Recorded data:
BEGIN
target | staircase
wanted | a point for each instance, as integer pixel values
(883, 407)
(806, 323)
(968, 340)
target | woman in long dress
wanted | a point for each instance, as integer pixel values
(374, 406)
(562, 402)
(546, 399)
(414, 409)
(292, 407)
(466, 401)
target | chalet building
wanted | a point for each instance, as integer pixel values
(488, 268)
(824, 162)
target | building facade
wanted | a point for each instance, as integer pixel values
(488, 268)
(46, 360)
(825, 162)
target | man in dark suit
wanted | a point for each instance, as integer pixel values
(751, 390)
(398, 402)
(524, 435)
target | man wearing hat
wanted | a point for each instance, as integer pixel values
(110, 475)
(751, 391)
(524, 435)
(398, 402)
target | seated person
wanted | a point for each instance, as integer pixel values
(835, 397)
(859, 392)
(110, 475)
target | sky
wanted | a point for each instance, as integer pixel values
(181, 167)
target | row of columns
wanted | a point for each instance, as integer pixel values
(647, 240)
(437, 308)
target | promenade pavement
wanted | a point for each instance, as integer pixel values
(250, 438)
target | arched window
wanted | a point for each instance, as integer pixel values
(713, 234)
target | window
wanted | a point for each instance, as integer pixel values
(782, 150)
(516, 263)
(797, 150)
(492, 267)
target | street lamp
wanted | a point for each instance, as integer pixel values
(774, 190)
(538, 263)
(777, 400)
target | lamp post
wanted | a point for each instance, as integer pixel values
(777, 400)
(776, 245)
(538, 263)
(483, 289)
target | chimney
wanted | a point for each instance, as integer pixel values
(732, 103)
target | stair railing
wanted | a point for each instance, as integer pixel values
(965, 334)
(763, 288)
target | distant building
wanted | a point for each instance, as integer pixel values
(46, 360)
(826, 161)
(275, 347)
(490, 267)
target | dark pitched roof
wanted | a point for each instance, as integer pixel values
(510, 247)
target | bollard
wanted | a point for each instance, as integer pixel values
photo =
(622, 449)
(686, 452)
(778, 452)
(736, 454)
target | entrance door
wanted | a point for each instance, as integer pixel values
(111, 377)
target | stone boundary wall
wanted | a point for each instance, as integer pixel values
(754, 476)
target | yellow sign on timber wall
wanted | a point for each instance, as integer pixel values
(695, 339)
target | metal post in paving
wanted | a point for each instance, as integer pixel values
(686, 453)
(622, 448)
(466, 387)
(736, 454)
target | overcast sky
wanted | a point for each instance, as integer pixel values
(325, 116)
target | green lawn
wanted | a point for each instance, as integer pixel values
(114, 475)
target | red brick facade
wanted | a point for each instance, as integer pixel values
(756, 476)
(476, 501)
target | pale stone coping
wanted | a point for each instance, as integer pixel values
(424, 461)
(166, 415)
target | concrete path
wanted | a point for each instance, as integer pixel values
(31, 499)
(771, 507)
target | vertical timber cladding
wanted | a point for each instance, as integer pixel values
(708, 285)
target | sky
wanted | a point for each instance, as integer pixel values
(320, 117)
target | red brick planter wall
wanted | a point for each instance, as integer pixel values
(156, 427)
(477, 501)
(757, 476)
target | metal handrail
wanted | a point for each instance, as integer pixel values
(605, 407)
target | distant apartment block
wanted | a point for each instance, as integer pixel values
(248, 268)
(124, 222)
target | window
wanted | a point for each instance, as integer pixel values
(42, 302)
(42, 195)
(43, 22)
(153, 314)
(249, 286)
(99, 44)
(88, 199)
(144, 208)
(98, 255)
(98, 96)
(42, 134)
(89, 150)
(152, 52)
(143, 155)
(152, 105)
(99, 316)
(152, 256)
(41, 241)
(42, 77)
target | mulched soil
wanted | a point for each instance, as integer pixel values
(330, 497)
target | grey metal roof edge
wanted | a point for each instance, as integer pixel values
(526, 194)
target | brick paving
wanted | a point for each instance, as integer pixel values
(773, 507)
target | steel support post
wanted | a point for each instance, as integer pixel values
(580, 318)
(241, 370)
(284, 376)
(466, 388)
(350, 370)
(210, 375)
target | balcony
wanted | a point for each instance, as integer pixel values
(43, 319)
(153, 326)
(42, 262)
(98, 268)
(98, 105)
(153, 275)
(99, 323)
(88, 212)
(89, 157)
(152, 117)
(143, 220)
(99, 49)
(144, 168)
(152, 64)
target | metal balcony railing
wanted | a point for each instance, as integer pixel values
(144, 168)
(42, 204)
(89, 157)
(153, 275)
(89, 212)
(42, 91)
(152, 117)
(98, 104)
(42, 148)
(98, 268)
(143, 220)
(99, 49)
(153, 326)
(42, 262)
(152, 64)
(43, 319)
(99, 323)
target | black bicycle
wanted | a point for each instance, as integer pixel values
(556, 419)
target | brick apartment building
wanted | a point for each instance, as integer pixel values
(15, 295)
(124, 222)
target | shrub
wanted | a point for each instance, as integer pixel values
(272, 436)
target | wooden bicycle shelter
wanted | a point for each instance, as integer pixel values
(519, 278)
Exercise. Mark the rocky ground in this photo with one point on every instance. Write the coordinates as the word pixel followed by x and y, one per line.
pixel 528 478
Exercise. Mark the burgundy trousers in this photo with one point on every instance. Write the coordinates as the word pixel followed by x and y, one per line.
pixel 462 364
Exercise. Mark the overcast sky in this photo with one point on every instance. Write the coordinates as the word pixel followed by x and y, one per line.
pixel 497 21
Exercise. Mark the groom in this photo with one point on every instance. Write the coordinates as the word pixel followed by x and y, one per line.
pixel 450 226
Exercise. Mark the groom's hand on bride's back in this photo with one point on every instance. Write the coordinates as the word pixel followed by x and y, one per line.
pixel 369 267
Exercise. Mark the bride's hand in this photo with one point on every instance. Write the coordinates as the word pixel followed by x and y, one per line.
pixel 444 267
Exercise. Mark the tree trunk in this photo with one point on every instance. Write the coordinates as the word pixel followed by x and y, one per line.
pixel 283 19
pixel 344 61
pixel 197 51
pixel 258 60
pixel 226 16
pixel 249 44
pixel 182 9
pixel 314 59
END
The expected response is the full data, reproduced exactly.

target | staircase
wanted | a point for each instance, as integer pixel values
(883, 407)
(806, 323)
(968, 340)
target | woman in long dress
wanted | a point for each instance, as integer pixel values
(374, 406)
(562, 402)
(546, 399)
(414, 409)
(292, 407)
(466, 401)
target | chalet building
wanted | a point for each instance, as integer pixel values
(488, 268)
(824, 162)
target | building facade
wanted | a point for each instance, as integer pixel values
(488, 268)
(46, 360)
(825, 162)
target | man in dark suit
wanted | a point for each instance, as integer pixel values
(751, 390)
(398, 402)
(524, 435)
target | man wearing hat
wanted | a point for each instance, as integer pixel values
(110, 475)
(751, 391)
(524, 435)
(398, 402)
target | seated person
wanted | a point for each instance, as integer pixel values
(835, 397)
(859, 392)
(110, 475)
target | sky
wanted | a point for each instance, as integer pixel values
(181, 167)
target | row of columns
wanted | a point for each instance, as integer pixel values
(647, 240)
(437, 308)
target | promenade pavement
wanted | a point for each instance, as integer pixel values
(250, 438)
target | arched window
wanted | a point for each instance, as integer pixel values
(713, 234)
target | window
wanted | a point for each instance, as integer pixel values
(782, 150)
(516, 263)
(797, 150)
(492, 267)
target | street lamp
wanted | a point for each instance, as integer pixel values
(774, 190)
(538, 263)
(777, 400)
target | lamp post
wanted | a point for each instance, as integer pixel values
(777, 400)
(776, 245)
(538, 263)
(483, 289)
target | chimney
wanted | a point for each instance, as integer pixel values
(732, 103)
target | stair railing
wanted | a point for each instance, as integer pixel values
(965, 334)
(763, 288)
target | distant building
wanted | a point for each instance, as integer pixel values
(46, 360)
(826, 161)
(275, 347)
(490, 267)
target | dark pitched roof
wanted | a point for each instance, as integer pixel values
(510, 247)
target | bollard
wanted | a point for each instance, as integer pixel values
photo =
(622, 449)
(686, 452)
(778, 452)
(736, 454)
target | entrance door
wanted | a point for each instance, as integer pixel values
(111, 377)
target | stone boundary wall
wanted | a point for each instance, as integer pixel values
(754, 476)
target | yellow sign on timber wall
wanted | a point for each instance, as integer pixel values
(695, 339)
target | metal post in paving
wanted | a point for each instance, as integer pixel values
(686, 453)
(622, 448)
(466, 387)
(736, 454)
target | overcast sky
wanted | a point for each instance, as integer pixel values
(325, 116)
target | green lawn
wanted | a point for each instance, as integer pixel values
(114, 475)
target | red brick facade
wanted | a point for each instance, as integer pixel values
(756, 476)
(476, 501)
target | pale stone coping
wanted | a point for each instance, as integer pixel values
(424, 461)
(166, 415)
target | concrete path
wanted | a point for each instance, as integer pixel values
(31, 499)
(771, 507)
target | vertical timber cladding
wanted | a point for each instance, as integer pixel values
(708, 285)
target | sky
wanted | a point for each instance, as integer pixel values
(320, 117)
target | red brick planter wall
wanted | a point for each instance, as integer pixel values
(156, 427)
(477, 501)
(757, 476)
target | metal handrail
wanted | a point for each instance, as integer pixel values
(605, 407)
target | distant apartment block
wanted | a point for each instance, as integer pixel values
(248, 268)
(124, 222)
target | window
wanted | a point for each instance, as integer pixel values
(42, 302)
(42, 195)
(43, 22)
(153, 314)
(249, 286)
(99, 44)
(88, 199)
(144, 208)
(98, 255)
(98, 96)
(42, 134)
(89, 150)
(152, 52)
(143, 155)
(152, 105)
(99, 316)
(152, 256)
(41, 241)
(42, 77)
target | mulched soil
wanted | a point for each instance, as integer pixel values
(330, 497)
target | grey metal roof edge
wanted | a point for each instance, as integer pixel values
(526, 194)
target | brick paving
wanted | a point for each instance, as integer pixel values
(773, 507)
target | steel support post
wanted | a point for each instance, as integer pixel values
(580, 318)
(241, 370)
(284, 376)
(466, 388)
(350, 370)
(210, 375)
target | balcony
wanted | a point for each instance, as integer pixel values
(43, 319)
(153, 326)
(42, 262)
(98, 268)
(98, 105)
(153, 275)
(99, 323)
(88, 212)
(89, 157)
(152, 117)
(143, 220)
(99, 49)
(144, 168)
(152, 64)
target | metal balcony railing
wanted | a point for each instance, as integer pixel values
(144, 168)
(42, 204)
(89, 157)
(153, 275)
(89, 212)
(42, 91)
(152, 117)
(98, 104)
(42, 148)
(98, 268)
(143, 220)
(99, 49)
(153, 326)
(42, 262)
(152, 64)
(43, 319)
(99, 323)
target | black bicycle
wanted | a point for each instance, as integer pixel values
(556, 419)
target | brick apartment building
wanted | a point for each instance, as integer pixel values
(15, 295)
(124, 222)
target | shrub
wanted | a point for each instance, as integer pixel values
(272, 436)
target | wooden bicycle shelter
wanted | a point for each instance, as integer pixel values
(519, 278)
Exercise. Mark the rocky ground in this photo with one point on every instance. Write the coordinates as the word pixel followed by x and y, one per line.
pixel 528 478
Exercise. Mark the burgundy trousers in this photo with one point on every instance. Write the coordinates as the word pixel followed by x and y, one per line.
pixel 462 364
Exercise. Mark the overcast sky in this photo with one point on every instance. Write the coordinates as the word pixel followed by x and y, one per line.
pixel 497 21
Exercise. Mark the groom in this photo with one point on every instance. Write the coordinates as the word pixel followed by x and y, one per line.
pixel 450 226
Exercise. Mark the groom's hand on bride's back in this photo with one point on every instance. Write the coordinates as the word pixel followed by x and y, one per line.
pixel 369 267
Exercise. Mark the bride's hand in this photo with one point on every instance. Write the coordinates as the word pixel followed by x and y, one per line.
pixel 444 267
Exercise. Mark the tree trunk in this photo with one point on every instance. Write the coordinates as the word pixel followed by x and y, one per line.
pixel 283 19
pixel 344 61
pixel 197 51
pixel 258 60
pixel 226 16
pixel 249 44
pixel 182 9
pixel 314 59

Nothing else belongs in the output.